##### Stored rows #####

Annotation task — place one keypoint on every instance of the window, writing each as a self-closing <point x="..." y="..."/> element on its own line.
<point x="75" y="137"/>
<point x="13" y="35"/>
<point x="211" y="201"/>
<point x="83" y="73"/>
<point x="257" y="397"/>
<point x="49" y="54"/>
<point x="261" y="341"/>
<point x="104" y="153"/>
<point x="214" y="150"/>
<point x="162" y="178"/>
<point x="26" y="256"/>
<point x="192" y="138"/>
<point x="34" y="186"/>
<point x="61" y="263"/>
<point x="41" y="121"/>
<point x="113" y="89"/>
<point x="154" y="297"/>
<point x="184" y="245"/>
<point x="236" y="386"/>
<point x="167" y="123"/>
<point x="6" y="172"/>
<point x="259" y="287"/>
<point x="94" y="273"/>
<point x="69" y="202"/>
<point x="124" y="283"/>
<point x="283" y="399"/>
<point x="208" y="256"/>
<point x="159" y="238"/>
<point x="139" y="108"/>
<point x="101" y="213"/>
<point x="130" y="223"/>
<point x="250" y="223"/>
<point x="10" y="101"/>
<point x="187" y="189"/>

#####

Task goal: Copy all of the material above word for word, without changing anything.

Exercise response:
Annotation task — place one keypoint on every instance of the window, writing each as a self-closing <point x="..." y="..."/> element on its own line.
<point x="75" y="137"/>
<point x="13" y="35"/>
<point x="211" y="201"/>
<point x="83" y="73"/>
<point x="257" y="397"/>
<point x="49" y="54"/>
<point x="261" y="341"/>
<point x="104" y="153"/>
<point x="214" y="150"/>
<point x="162" y="178"/>
<point x="26" y="256"/>
<point x="192" y="138"/>
<point x="34" y="186"/>
<point x="61" y="263"/>
<point x="41" y="121"/>
<point x="113" y="89"/>
<point x="154" y="297"/>
<point x="184" y="245"/>
<point x="236" y="386"/>
<point x="167" y="123"/>
<point x="6" y="172"/>
<point x="259" y="287"/>
<point x="94" y="273"/>
<point x="69" y="202"/>
<point x="124" y="283"/>
<point x="283" y="399"/>
<point x="208" y="256"/>
<point x="159" y="238"/>
<point x="139" y="108"/>
<point x="101" y="213"/>
<point x="130" y="223"/>
<point x="250" y="223"/>
<point x="10" y="101"/>
<point x="187" y="189"/>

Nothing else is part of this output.